## WHAT YOU NEED TO DO
For each record below, write an exact copy.
[[ EXTRACTED DATA open ]]
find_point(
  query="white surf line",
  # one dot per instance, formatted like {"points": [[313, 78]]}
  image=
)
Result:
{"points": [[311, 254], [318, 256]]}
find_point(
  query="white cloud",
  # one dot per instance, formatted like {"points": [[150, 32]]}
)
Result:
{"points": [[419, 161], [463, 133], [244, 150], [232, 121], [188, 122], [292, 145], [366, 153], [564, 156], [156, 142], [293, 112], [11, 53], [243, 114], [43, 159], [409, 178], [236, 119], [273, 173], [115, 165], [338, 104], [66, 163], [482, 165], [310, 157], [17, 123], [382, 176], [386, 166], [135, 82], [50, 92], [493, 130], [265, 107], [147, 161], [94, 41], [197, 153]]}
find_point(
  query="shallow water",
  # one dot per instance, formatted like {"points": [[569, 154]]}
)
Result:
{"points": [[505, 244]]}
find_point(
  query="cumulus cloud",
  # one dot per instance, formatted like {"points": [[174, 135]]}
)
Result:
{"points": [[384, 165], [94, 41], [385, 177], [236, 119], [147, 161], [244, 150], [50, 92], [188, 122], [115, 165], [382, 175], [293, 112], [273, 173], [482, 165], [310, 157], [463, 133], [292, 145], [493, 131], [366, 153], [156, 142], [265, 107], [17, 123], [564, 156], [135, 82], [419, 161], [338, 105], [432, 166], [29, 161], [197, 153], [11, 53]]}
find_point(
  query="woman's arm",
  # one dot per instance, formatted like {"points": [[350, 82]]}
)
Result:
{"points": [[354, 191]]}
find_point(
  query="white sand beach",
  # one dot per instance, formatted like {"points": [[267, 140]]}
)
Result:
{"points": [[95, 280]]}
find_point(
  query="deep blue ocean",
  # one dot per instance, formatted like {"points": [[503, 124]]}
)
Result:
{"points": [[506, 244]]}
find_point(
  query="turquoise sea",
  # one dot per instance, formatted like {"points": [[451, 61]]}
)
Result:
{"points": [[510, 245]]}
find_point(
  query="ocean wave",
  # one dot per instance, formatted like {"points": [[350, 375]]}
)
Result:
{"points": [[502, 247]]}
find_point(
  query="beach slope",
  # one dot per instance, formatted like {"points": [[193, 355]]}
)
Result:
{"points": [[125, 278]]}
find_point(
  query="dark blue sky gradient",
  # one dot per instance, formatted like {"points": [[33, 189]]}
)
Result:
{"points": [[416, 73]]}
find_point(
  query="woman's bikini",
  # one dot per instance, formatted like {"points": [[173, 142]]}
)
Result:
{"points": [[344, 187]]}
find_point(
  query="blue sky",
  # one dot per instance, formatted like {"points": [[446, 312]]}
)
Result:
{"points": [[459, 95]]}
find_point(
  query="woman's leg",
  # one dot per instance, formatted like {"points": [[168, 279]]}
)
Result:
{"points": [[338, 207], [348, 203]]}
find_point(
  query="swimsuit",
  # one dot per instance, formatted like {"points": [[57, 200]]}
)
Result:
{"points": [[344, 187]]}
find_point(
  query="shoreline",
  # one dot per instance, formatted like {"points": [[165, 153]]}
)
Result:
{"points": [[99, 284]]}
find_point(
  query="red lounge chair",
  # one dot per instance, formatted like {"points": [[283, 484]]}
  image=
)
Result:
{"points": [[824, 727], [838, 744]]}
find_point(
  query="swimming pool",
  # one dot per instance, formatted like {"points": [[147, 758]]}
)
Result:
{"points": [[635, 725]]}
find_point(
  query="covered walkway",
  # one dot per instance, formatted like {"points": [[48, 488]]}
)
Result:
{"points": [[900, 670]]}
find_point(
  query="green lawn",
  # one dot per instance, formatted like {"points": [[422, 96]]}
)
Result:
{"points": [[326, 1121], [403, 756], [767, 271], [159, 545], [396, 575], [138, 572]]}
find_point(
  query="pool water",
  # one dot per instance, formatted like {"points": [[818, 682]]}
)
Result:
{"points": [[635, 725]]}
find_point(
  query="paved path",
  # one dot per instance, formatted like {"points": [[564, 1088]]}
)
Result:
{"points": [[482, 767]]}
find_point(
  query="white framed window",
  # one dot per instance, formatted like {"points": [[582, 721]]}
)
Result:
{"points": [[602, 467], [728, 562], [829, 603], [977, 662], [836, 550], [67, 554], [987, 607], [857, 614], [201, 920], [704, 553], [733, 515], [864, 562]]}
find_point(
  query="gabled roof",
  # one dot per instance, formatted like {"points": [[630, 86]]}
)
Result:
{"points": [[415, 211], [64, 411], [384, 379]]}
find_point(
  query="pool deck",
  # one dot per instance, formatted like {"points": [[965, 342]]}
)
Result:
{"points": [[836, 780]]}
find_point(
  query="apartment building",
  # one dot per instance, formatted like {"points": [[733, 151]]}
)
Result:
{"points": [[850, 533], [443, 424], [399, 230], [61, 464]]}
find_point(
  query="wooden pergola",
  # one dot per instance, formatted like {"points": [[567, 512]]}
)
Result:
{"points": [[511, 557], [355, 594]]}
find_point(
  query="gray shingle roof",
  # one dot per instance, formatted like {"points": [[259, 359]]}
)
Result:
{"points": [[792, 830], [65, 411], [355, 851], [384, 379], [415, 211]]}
[[ EXTRACTED DATA closed ]]
## THE ANSWER
find_point(
  query="white surf line",
  # one dot per instance, formatted like {"points": [[313, 78]]}
  image=
)
Result:
{"points": [[311, 254], [318, 256]]}
find_point(
  query="white cloud",
  # one dot per instance, formatted like {"points": [[150, 32]]}
)
Result:
{"points": [[419, 161], [463, 133], [244, 150], [232, 121], [188, 122], [292, 145], [366, 153], [564, 156], [156, 142], [293, 112], [11, 53], [243, 114], [43, 159], [409, 178], [236, 119], [273, 173], [115, 165], [338, 104], [66, 163], [482, 165], [310, 157], [17, 123], [382, 176], [386, 166], [135, 82], [50, 92], [493, 130], [265, 107], [147, 161], [94, 41], [197, 153]]}
find_point(
  query="shallow water",
  # one dot per instance, formatted like {"points": [[569, 154]]}
)
Result:
{"points": [[505, 244]]}
find_point(
  query="cumulus cloud",
  # one dot per instance, formatted like {"points": [[174, 135]]}
)
Result:
{"points": [[384, 165], [94, 41], [385, 177], [236, 119], [147, 161], [244, 150], [50, 92], [188, 122], [115, 165], [382, 175], [293, 112], [273, 173], [482, 165], [310, 157], [463, 133], [292, 145], [493, 131], [366, 153], [156, 142], [265, 107], [17, 123], [564, 156], [135, 82], [419, 161], [338, 105], [432, 166], [29, 161], [197, 153], [11, 53]]}
find_point(
  query="woman's arm",
  # one dot per instance, formatted like {"points": [[350, 82]]}
)
Result:
{"points": [[354, 191]]}
find_point(
  query="white sand beach",
  # one dot per instance, formatted like {"points": [[267, 140]]}
)
Result:
{"points": [[95, 280]]}
find_point(
  query="deep blue ocean",
  # one dot per instance, formatted like {"points": [[503, 124]]}
)
Result:
{"points": [[506, 244]]}
find_point(
  query="turquoise sea",
  # one dot per instance, formatted like {"points": [[451, 61]]}
)
Result:
{"points": [[510, 245]]}
find_point(
  query="ocean wave",
  # one dot per instance, formatted like {"points": [[350, 375]]}
)
Result:
{"points": [[502, 247]]}
find_point(
  query="beach slope",
  # one dot per instance, formatted like {"points": [[193, 355]]}
)
Result:
{"points": [[125, 278]]}
find_point(
  query="dark blue sky gradient",
  # one dot per instance, formatted like {"points": [[33, 189]]}
)
Result:
{"points": [[416, 73]]}
find_point(
  query="woman's bikini",
  # one dot per instance, formatted like {"points": [[173, 142]]}
)
Result:
{"points": [[344, 187]]}
find_point(
  query="blue sky",
  # one dot per instance, formatted like {"points": [[446, 312]]}
)
Result:
{"points": [[459, 95]]}
find_point(
  query="woman's leg",
  # one dot per instance, formatted like {"points": [[168, 279]]}
)
Result:
{"points": [[338, 207], [348, 203]]}
find_point(
  query="swimsuit",
  # one dot per instance, formatted like {"points": [[57, 200]]}
)
Result:
{"points": [[344, 187]]}
find_point(
  query="shoreline",
  # one dot per instance, formatted like {"points": [[165, 153]]}
)
Result:
{"points": [[99, 284]]}
find_point(
  query="red lounge chair",
  # one dot per instance, formatted like {"points": [[283, 484]]}
  image=
)
Result:
{"points": [[824, 727], [838, 744]]}
find_point(
  query="swimming pool",
  # one dot per instance, formatted like {"points": [[147, 758]]}
)
Result:
{"points": [[635, 725]]}
find_point(
  query="covered walkway",
  # one dot per instance, formatted like {"points": [[48, 488]]}
)
Result:
{"points": [[900, 670]]}
find_point(
  query="green lawn",
  # one dot per instance, formatted like {"points": [[422, 96]]}
)
Result:
{"points": [[326, 1121], [403, 756], [767, 271], [159, 545], [396, 575], [138, 572]]}
find_point(
  query="pool water",
  # one dot per instance, formatted like {"points": [[818, 682]]}
)
Result:
{"points": [[635, 725]]}
find_point(
  query="paved path",
  # one dot per instance, formatted like {"points": [[564, 1088]]}
)
Result:
{"points": [[482, 767]]}
find_point(
  query="white framed window",
  # one dot per instance, formatted like {"points": [[582, 721]]}
)
Result:
{"points": [[602, 467], [728, 562], [829, 603], [977, 662], [836, 550], [67, 554], [987, 607], [857, 614], [201, 920], [704, 553], [733, 515], [864, 562]]}
find_point(
  query="gabled roof",
  # one dot per instance, formatted like {"points": [[630, 86]]}
)
Result:
{"points": [[415, 211], [64, 411], [384, 379]]}
find_point(
  query="pool deck",
  # one dot per instance, formatted like {"points": [[965, 342]]}
)
Result:
{"points": [[836, 780]]}
find_point(
  query="apartment building",
  # one dot per instance, formatted like {"points": [[733, 151]]}
)
Result:
{"points": [[850, 533], [443, 424], [399, 230], [61, 464]]}
find_point(
  query="wooden pergola",
  # one dot per instance, formatted like {"points": [[567, 512]]}
)
Result:
{"points": [[511, 557], [355, 594]]}
find_point(
  query="gray shingle roof",
  # one dot per instance, formatted like {"points": [[259, 359]]}
)
Result:
{"points": [[792, 830], [65, 411], [355, 851], [384, 379], [415, 211]]}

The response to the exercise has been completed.